::: Selected text :::

For there is a telling discrepancy in how the public allocates blame. As PPI notes, ‘these voters all strongly believe that it is not just politicians who “benefit by not playing by the rules”’ (emphasis added). Yet, crucially, ‘much of their ire is directed to politicians of all parties’.41 British Future reports a similar finding.42 This tendency is reinforced by media coverage which often appears much keener to blame the state and politicians than any other powerful force in society, with the possible exception of the water companies. One comment piece for The Times drawing on some of this polling was headlined ‘We’ve become a low trust society – the state must step up’.43 So it must, but it cannot do it alone, and nor is it tenable, or politically strategic, for the state to take all the blame.
In the Ipsos Veracity Index, it is striking that – with the glaring exception of politicians – public sector roles generally rank higher than those in the private sector. Nurses, doctors, teachers, professors, museum curators, judges, police, civil servants are all in the top half; bankers, estate agents, business leaders, private landlords, advertising executives are all in the bottom half.44
Perhaps, therefore, it would be possible to build on existing public perceptions, but then refocus how the public sees how power works – that politicians are not to blame for everything, and that they are trying to make people’s lives better, but that, as we’ll see, their power has been diffused beyond their reach and entangled in complexity, while other forces and ideas stand in their way.
This will require identifying, challenging and overcoming some deeply entrenched ideas – but here, politicians and the political media could learn something from the public. As the pollster Steve Akehurst of Persuasion UK observes, ‘the theatre of “public opinion”’ is often ‘just a drama for elites’. Many of the constraints in which politicians entangle themselves are old norms, folk memories and taboos:
‘There are just lots of areas where elites basically hem themselves in for reasons to do with received wisdom among elites … you can see how the system perpetuates itself, because, it will, in the short term, punish anyone that steps outside of those norms. And therefore, as a politician, you need to be brave enough to walk through that storm.’
As he suggests, this has been exposed in the United States by Donald Trump, who has successfully ‘trespassed across all of those norms and exposed them precisely for what they are, which is fictions, basically’.
As PPI puts it, working-class voters often ‘concede that the parties and candidates on the populist right may not have all the answers’, but things are broken and mainstream parties ‘can’t or won’t fix things’, so the prospect of a populist government that ‘will shake things up’ is ‘a risk worth taking’.45
Other politicians such as Franklin Roosevelt and Margaret Thatcher have achieved radical change, without trashing liberal democracy – instead restoring its credibility after years of crisis. But it meant overcoming entrenched ideas and the concentrations of power those ideas enforced, by defining the bounds of the ‘possible’.

::: Supplied material :::

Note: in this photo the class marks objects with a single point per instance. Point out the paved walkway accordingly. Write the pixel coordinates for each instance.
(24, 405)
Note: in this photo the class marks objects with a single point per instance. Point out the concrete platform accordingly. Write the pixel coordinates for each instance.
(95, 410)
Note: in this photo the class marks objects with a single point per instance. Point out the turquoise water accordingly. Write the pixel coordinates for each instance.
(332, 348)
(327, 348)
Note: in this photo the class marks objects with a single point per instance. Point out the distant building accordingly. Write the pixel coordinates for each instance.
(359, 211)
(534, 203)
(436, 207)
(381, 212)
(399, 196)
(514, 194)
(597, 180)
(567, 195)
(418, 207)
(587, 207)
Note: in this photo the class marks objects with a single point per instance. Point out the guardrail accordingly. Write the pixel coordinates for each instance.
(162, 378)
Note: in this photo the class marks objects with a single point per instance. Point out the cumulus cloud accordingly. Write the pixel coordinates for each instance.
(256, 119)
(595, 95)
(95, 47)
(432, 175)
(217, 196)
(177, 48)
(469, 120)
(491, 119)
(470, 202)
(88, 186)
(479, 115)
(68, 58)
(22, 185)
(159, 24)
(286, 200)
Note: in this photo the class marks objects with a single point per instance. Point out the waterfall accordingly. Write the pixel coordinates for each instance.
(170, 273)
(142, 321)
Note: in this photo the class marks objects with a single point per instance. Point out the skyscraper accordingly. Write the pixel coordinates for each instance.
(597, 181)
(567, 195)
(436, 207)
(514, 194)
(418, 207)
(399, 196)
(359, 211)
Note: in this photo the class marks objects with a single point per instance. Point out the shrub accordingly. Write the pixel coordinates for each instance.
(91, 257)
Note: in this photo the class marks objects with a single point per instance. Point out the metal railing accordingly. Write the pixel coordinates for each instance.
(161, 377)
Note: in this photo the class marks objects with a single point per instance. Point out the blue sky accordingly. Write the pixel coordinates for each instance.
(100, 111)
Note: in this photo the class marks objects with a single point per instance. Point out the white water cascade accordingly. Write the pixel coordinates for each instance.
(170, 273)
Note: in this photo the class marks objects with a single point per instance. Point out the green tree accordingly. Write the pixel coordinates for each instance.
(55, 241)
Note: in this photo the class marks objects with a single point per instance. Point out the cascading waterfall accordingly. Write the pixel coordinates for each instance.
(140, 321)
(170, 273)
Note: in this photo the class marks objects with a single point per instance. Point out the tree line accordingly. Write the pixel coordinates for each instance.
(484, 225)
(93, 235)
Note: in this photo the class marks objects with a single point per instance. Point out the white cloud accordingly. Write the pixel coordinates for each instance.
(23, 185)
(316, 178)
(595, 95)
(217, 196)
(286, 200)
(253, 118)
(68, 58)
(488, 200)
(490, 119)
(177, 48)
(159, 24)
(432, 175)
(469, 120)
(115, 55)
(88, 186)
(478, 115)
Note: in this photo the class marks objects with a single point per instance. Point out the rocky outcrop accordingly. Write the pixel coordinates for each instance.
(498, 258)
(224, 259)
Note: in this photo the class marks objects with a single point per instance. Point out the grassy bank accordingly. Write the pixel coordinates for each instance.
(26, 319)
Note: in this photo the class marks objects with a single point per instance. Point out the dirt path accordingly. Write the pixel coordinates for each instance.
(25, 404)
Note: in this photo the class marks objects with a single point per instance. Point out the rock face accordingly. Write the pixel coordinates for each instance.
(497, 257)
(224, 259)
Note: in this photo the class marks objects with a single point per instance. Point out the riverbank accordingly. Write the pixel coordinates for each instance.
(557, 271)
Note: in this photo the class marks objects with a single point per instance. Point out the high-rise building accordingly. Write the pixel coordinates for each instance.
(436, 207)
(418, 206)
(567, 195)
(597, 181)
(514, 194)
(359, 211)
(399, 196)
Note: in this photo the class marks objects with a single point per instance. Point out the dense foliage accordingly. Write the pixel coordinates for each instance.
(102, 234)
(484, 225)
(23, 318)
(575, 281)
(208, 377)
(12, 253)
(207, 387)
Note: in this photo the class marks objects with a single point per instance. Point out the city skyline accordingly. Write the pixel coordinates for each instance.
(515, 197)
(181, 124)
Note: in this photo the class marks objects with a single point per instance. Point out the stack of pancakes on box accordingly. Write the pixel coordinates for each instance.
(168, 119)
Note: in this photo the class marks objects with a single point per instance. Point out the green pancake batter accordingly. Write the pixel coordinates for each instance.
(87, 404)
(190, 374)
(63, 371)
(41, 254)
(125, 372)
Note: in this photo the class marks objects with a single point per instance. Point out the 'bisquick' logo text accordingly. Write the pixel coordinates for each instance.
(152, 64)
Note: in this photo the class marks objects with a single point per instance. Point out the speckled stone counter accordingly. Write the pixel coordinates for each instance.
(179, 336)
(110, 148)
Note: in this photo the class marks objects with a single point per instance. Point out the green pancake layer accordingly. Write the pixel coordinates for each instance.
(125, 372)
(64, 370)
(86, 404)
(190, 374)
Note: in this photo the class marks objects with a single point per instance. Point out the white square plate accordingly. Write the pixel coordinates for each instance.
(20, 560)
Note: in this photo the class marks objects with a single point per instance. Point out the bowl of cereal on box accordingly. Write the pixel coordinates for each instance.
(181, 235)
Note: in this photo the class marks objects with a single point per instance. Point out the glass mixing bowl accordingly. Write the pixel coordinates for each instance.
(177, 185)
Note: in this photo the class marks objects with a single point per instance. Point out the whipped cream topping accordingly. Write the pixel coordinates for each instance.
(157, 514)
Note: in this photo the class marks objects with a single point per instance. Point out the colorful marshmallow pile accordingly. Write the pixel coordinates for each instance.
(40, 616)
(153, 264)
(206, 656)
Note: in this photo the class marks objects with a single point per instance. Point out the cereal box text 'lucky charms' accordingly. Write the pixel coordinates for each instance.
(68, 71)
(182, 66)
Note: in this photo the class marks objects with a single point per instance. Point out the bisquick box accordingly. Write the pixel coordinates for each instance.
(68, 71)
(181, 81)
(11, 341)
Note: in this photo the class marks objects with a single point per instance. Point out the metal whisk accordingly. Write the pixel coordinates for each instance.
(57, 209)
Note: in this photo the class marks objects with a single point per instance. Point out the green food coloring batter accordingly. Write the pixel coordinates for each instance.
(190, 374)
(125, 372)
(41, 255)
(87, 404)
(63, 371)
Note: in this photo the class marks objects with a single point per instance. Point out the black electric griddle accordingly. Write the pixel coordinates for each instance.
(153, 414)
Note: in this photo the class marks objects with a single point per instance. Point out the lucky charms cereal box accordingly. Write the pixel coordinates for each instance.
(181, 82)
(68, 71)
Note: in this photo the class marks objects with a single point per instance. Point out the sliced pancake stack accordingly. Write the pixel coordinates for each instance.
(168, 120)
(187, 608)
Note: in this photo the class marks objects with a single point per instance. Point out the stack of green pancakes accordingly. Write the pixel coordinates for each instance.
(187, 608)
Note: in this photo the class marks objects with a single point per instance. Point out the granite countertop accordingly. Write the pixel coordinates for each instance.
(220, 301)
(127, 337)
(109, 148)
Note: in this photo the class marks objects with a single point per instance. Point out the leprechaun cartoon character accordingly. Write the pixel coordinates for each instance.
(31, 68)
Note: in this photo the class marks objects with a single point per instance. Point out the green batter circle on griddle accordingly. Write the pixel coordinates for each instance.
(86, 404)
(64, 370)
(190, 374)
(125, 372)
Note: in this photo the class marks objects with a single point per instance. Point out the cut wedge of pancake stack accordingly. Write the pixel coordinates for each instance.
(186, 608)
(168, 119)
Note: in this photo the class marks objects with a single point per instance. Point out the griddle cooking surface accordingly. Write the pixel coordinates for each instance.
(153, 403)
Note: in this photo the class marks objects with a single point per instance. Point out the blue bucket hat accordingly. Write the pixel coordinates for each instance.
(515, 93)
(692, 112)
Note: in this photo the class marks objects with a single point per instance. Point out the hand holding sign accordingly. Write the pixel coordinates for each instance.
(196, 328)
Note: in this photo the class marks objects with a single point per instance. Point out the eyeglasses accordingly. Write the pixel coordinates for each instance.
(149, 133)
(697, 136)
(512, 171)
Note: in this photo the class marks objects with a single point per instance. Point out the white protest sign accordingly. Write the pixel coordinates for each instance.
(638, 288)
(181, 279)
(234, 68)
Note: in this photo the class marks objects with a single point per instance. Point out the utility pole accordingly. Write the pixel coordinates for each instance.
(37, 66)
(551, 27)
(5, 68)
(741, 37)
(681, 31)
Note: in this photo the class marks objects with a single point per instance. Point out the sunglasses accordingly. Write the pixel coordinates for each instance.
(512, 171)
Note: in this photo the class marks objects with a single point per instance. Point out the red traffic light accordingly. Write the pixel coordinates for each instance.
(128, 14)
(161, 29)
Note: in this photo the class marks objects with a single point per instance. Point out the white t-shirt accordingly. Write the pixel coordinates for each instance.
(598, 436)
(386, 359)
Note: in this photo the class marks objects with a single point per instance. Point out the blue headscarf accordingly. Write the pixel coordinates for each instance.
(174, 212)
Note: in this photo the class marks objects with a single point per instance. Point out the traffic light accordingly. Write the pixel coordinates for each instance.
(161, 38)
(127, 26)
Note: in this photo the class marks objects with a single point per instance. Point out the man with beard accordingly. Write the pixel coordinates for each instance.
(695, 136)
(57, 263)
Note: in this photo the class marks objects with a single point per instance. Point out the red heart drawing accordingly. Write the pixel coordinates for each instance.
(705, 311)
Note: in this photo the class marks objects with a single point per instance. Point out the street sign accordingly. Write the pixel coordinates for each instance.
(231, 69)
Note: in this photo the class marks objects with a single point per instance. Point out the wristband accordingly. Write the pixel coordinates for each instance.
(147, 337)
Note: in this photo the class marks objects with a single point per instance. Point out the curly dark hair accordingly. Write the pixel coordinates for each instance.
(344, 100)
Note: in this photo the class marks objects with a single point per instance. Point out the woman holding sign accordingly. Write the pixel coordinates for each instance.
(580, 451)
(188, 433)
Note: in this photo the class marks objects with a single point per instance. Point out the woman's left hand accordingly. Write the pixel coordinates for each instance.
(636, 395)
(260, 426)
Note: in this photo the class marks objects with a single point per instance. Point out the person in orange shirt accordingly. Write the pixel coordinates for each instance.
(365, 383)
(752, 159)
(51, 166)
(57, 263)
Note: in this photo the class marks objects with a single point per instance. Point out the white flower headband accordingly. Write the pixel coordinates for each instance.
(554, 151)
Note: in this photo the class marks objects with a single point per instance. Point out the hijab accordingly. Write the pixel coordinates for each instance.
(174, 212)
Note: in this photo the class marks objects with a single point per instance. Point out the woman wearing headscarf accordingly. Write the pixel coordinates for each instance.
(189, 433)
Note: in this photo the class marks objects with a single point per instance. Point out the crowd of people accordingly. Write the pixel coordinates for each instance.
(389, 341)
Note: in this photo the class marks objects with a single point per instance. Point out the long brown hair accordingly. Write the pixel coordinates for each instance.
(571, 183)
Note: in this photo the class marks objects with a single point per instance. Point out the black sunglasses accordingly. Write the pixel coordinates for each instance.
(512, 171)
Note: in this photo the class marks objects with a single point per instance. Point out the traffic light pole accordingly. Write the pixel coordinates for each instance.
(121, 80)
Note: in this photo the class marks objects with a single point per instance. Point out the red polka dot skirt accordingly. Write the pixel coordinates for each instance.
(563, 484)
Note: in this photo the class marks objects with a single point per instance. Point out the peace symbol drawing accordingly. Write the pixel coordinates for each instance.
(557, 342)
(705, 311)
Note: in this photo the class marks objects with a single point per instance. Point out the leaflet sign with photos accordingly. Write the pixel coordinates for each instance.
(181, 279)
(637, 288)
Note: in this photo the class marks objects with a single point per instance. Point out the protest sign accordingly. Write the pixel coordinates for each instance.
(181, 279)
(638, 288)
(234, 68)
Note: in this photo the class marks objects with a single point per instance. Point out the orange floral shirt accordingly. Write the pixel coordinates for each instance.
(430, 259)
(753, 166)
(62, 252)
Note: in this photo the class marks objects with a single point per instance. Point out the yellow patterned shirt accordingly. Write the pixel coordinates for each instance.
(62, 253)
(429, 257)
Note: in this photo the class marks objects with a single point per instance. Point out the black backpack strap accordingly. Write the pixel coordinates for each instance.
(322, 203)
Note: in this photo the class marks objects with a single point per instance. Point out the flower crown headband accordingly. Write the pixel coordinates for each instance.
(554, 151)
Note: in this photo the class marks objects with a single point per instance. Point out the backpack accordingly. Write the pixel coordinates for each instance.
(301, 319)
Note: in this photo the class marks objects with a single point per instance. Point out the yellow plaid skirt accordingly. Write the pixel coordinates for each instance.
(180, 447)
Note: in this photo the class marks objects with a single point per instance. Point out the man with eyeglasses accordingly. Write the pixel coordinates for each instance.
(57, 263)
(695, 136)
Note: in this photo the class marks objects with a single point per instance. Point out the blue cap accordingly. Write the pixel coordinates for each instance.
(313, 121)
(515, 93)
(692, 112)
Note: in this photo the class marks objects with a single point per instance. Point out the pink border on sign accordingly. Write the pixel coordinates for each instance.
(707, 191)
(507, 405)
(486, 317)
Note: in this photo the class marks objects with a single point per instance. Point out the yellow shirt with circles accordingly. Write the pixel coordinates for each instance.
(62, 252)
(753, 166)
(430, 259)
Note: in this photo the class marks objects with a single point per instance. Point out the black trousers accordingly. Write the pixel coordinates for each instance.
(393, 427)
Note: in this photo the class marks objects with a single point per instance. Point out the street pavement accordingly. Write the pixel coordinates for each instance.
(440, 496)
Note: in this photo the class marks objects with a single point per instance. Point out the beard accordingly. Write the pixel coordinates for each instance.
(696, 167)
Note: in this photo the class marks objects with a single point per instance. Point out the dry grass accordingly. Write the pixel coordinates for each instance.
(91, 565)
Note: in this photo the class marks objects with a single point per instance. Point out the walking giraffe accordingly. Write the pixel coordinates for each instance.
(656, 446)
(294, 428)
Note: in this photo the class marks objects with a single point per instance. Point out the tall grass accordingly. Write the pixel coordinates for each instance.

:::

Required work: Transcribe the portion of the passage on public blame of politicians between "In the Ipsos" and "in their way.", inclusive.

Response to the exercise:
In the Ipsos Veracity Index, it is striking that – with the glaring exception of politicians – public sector roles generally rank higher than those in the private sector. Nurses, doctors, teachers, professors, museum curators, judges, police, civil servants are all in the top half; bankers, estate agents, business leaders, private landlords, advertising executives are all in the bottom half.44
Perhaps, therefore, it would be possible to build on existing public perceptions, but then refocus how the public sees how power works – that politicians are not to blame for everything, and that they are trying to make people’s lives better, but that, as we’ll see, their power has been diffused beyond their reach and entangled in complexity, while other forces and ideas stand in their way.